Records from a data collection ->

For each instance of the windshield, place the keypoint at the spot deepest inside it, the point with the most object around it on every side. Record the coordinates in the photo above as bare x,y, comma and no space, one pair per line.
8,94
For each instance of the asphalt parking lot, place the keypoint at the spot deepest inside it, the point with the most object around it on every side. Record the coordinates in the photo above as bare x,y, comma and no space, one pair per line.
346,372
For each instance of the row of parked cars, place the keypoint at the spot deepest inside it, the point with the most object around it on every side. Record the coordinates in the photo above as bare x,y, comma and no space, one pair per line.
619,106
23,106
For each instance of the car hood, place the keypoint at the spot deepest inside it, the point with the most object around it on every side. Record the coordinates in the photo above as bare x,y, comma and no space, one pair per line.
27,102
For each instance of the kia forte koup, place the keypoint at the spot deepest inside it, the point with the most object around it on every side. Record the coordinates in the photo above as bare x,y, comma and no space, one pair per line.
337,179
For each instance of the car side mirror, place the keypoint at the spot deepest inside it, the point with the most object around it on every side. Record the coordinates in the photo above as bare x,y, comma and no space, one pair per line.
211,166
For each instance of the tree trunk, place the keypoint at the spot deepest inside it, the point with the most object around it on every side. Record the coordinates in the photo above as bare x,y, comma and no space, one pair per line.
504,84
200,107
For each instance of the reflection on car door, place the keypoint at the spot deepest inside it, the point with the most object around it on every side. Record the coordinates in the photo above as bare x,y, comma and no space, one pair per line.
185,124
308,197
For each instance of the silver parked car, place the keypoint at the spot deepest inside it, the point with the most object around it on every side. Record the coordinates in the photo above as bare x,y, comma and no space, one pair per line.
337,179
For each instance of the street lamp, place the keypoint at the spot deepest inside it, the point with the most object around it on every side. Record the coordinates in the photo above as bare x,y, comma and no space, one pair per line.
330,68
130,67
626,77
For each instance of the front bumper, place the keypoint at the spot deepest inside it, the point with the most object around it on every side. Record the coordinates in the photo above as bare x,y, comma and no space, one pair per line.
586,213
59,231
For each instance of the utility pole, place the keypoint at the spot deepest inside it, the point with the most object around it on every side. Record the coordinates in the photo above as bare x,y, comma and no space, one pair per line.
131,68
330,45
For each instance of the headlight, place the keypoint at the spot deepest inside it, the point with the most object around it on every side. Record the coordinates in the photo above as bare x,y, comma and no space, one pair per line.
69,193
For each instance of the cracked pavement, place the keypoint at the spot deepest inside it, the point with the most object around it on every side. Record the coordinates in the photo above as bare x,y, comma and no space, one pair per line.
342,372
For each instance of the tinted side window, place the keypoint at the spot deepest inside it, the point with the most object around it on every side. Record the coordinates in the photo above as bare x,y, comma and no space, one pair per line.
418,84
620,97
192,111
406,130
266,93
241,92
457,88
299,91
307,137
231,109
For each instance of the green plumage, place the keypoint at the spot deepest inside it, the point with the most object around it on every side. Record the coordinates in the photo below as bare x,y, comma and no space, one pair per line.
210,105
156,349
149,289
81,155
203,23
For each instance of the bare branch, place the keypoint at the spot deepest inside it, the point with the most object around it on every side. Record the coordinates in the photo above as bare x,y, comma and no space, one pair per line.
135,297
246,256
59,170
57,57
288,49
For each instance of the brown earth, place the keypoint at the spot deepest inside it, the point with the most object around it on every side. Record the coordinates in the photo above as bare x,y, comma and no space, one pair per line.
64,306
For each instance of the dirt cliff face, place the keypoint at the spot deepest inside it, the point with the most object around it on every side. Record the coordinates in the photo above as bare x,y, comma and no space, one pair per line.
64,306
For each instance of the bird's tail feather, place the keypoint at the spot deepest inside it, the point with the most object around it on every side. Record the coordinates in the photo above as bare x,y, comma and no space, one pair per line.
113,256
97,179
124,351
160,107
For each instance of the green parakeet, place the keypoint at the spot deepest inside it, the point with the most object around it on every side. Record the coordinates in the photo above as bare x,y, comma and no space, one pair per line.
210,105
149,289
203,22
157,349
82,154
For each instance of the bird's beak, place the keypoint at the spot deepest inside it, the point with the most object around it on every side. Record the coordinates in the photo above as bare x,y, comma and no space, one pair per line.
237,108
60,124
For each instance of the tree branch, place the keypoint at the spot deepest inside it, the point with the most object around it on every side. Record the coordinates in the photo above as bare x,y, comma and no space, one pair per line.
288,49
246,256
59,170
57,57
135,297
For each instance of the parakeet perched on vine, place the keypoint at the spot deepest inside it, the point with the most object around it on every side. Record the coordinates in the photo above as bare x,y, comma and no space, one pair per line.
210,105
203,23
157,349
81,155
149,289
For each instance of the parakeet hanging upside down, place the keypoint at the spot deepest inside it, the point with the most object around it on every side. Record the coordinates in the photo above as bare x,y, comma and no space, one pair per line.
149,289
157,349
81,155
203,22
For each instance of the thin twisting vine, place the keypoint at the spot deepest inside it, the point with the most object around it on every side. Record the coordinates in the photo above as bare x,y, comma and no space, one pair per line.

Task statement ->
Return, word for word, each line from the line that contains "For each instance of the tree branch, place" to the end of the listing above; include both end lines and nothing else.

Complete output ->
For each instance of the tree branch, place the keypoint at the spot deepest inside it, the point with the most object around it on every side. Record the coordinates in the photo above as bare x,y, comma and no space, one pair per line.
288,49
246,256
59,170
57,57
135,297
For each instance of the parakeet perched on vine, place the keypoint at the spot deepest inside it, the point with the most object around it on every side. Record the coordinates in the photo above as bare x,y, comma and no space, one pair per line.
210,105
203,23
157,349
81,155
149,289
For each instance of the parakeet hanging upside down, place the keypoint at the spot deepest inside it, the point with the most object around it on every side. Record the coordinates in the photo above as bare x,y, comma and no space, one pair per line.
149,289
157,349
81,155
203,22
For each instance of the thin twisting vine, place the keypoint at the spot deepest inside it, the point with the most object around it on every side. Record the coordinates in the photo above as bare x,y, comma and no space, one pair per line.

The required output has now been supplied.